● **PROVIDED TEXT**:
Johnson v. State

Decision Date29 October 2018
Docket NumberA18A0980
Citation821 S.E.2d 76,347 Ga.App. 831
Parties JOHNSON v. The STATE.
CourtGeorgia Court of Appeals

Angela Z. Brown, for Appellant

Anna Green Cross, Sherry Boston, Decatur, for Appellee

Brown, Judge.

After a jury trial, Darius Johnson was found guilty of armed robbery and hijacking a motor vehicle in connection with the robbery of a pizza deliveryman. He appeals the denial of his motion for new trial, contending that the trial court erred by allowing a record of his text messages into evidence, by allowing the record of his text messages to go back with the jury during deliberations, and in failing to charge the jury on robbery as a lesser included offense of armed robbery. He also argues that his right to be present at critical stages of his trial was violated by his absence from bench conferences and that his trial counsel rendered ineffective assistance. For the reasons explained below, we reverse.

Viewed in the light most favorable to the jury’s verdict, Jackson v. Virginia , 443 U.S. 307, 99 S.Ct. 2781, 61 L.Ed.2d 560 (1979), the evidence adduced at trial shows that on the night of March 3, 2012, the victim, a deliveryman for Domino’s Pizza, was approaching a home to make a delivery when the defendant and another man rounded the side of the house and demanded that the victim "drop everything." While one of the men held a gun in his face, the victim gave up his money, cell phone, and car keys along with the pizza. A third, and possibly fourth, man then ran out from the other side of the house. After the defendant and the other men fled the scene in the victim’s car, the victim ran to a gas station and contacted police. The victim provided the responding officer with the phone number that had placed the delivery order. The police obtained records associated with that phone number and learned that it belonged to the defendant.

● **CHALLENGE 1**: Reproduce the passage of the Johnson v. State opinion between "Decision Date29 October" and "Brown, Judge.", inclusive.
● **CHALLENGE 2**: According to the Johnson v. State opinion, what did the victim provide to the responding officer?
You won't need the records for this.

● **RECORDS SHOWN**:
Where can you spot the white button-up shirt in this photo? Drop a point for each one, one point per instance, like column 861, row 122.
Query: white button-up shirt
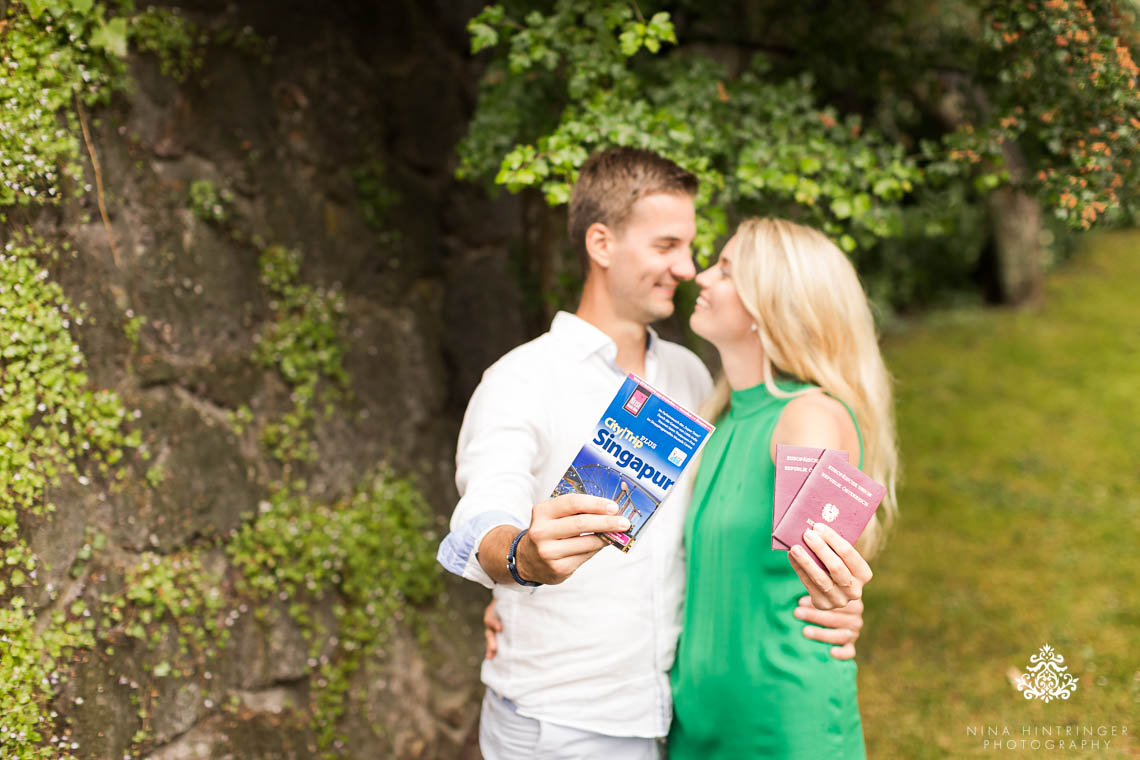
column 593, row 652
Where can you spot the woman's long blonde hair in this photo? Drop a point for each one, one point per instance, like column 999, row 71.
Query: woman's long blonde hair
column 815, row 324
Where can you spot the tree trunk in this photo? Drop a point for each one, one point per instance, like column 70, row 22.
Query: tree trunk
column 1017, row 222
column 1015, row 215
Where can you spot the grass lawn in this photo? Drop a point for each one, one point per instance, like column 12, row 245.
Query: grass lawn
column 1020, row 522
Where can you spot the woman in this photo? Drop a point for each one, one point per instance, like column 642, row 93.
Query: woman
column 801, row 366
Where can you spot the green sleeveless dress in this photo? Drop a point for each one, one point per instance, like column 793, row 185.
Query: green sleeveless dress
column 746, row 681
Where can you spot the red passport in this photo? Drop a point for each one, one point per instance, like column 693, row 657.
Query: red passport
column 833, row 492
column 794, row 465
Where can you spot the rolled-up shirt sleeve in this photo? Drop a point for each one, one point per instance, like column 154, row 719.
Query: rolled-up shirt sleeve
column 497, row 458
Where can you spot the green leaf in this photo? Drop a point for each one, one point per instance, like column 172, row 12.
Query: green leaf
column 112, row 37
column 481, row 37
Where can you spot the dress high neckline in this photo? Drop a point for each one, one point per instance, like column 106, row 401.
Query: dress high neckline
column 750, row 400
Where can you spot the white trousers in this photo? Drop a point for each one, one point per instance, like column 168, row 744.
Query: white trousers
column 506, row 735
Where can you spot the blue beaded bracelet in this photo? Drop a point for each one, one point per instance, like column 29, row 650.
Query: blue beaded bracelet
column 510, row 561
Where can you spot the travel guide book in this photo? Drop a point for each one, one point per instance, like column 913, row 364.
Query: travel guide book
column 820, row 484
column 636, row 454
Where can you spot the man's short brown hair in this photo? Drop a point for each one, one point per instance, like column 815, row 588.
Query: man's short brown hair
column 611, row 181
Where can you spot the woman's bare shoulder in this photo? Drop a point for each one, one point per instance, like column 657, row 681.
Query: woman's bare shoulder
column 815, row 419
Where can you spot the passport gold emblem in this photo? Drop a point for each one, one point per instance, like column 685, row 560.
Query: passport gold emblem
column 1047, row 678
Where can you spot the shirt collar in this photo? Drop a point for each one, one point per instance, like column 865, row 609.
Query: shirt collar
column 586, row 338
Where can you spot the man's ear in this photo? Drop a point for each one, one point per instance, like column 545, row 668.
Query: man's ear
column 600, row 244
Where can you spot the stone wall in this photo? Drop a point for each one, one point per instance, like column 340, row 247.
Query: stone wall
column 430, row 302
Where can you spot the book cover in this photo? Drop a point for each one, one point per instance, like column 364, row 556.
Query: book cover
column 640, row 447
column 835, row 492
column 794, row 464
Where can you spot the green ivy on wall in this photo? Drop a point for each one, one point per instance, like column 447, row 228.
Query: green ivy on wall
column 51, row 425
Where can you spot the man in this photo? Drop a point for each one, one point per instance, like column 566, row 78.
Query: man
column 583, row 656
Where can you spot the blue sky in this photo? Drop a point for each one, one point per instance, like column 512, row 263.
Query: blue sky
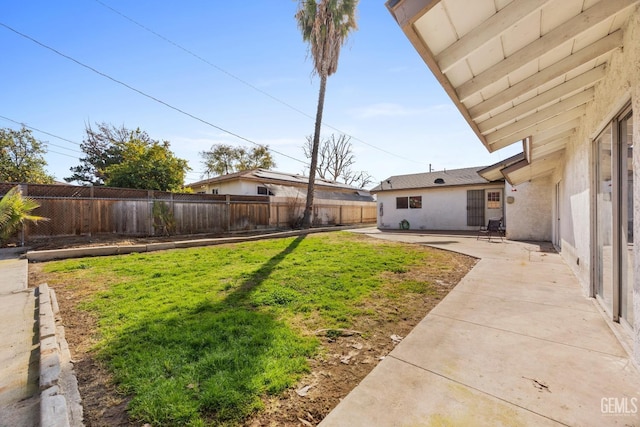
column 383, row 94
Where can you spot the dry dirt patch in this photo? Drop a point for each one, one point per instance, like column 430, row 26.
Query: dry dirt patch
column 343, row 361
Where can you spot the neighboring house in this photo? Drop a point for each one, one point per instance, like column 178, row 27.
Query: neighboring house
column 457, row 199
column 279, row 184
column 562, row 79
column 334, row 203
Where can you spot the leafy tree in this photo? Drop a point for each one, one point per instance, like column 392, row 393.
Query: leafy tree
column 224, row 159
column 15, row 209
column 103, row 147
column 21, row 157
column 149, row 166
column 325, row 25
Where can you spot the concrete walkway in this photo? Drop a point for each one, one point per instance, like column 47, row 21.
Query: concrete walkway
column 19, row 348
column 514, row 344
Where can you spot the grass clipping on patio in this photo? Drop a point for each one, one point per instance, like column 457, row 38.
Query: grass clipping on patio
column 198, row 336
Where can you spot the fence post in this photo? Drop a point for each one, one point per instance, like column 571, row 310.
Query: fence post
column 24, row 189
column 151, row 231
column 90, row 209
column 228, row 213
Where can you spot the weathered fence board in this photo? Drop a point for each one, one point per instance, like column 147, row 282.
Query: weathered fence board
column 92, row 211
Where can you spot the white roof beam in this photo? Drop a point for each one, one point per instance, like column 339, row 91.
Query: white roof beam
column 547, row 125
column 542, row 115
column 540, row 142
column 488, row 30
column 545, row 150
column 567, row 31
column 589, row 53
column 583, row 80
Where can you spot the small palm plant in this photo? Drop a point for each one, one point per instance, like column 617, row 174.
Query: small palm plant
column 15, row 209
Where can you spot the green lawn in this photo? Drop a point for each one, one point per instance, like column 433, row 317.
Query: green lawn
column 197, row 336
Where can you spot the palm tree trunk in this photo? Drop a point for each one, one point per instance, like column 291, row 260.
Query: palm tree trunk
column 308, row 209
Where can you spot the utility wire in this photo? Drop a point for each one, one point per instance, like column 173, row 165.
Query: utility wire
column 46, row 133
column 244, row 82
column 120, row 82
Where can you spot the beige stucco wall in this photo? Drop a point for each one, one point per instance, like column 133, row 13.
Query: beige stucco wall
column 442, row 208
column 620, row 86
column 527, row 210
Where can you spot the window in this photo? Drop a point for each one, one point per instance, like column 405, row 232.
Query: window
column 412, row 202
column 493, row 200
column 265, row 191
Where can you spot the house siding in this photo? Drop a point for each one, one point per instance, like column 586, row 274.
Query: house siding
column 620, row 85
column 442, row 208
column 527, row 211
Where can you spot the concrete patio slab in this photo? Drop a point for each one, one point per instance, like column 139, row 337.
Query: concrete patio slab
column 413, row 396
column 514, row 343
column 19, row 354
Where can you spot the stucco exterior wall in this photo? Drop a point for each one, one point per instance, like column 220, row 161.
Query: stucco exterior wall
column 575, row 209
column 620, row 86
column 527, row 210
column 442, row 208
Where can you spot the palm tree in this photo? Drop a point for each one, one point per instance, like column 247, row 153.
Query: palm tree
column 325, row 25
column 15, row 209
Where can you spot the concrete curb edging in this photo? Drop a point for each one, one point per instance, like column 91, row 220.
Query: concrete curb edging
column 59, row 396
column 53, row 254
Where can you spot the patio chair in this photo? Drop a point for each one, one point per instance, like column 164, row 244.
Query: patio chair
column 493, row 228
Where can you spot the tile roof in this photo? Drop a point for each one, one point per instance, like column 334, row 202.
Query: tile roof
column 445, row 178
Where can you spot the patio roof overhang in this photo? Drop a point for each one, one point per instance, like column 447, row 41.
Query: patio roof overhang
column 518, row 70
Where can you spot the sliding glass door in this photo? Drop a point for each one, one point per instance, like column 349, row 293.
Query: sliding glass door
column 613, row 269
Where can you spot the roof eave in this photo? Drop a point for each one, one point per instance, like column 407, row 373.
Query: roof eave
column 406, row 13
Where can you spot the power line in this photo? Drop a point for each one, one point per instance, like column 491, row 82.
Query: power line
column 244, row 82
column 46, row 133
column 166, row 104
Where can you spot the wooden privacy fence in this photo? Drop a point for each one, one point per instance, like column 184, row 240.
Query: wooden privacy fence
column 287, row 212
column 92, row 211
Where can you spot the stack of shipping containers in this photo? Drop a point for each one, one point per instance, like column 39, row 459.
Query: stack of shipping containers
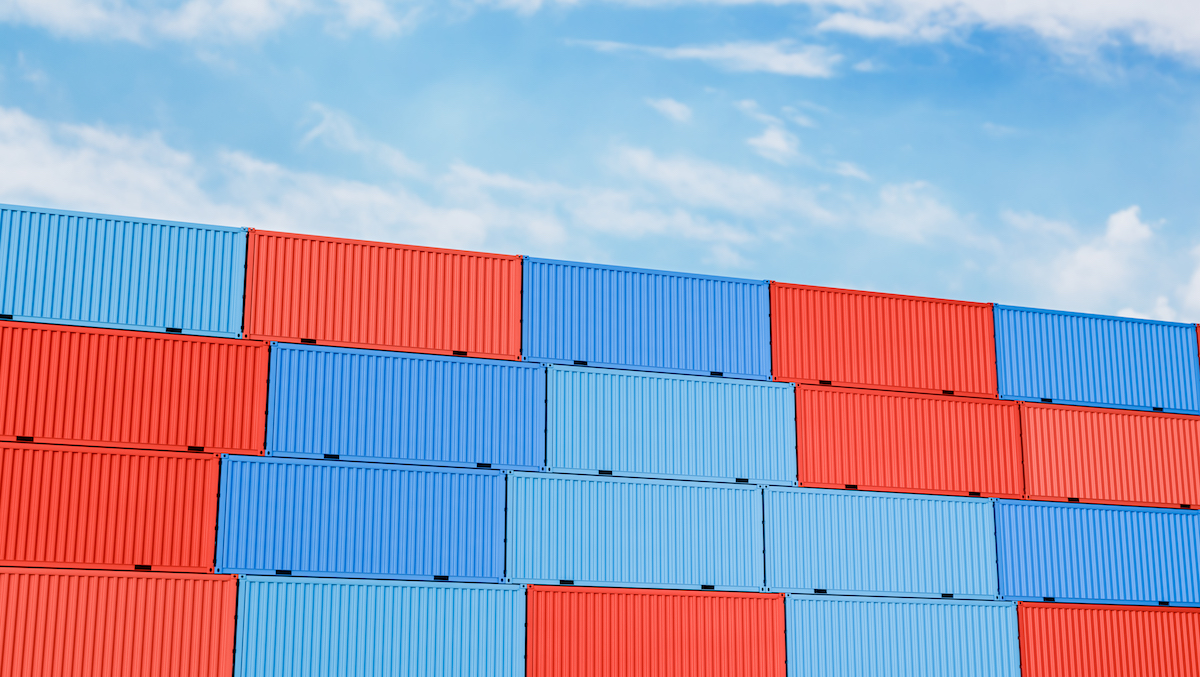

● **WRITTEN RESPONSE 1**:
Decision Date29 October 2018
Docket NumberA18A0980
Citation821 S.E.2d 76,347 Ga.App. 831
Parties JOHNSON v. The STATE.
CourtGeorgia Court of Appeals

Angela Z. Brown, for Appellant

Anna Green Cross, Sherry Boston, Decatur, for Appellee

Brown, Judge.

● **WRITTEN RESPONSE 2**: The phone number that had placed the delivery order.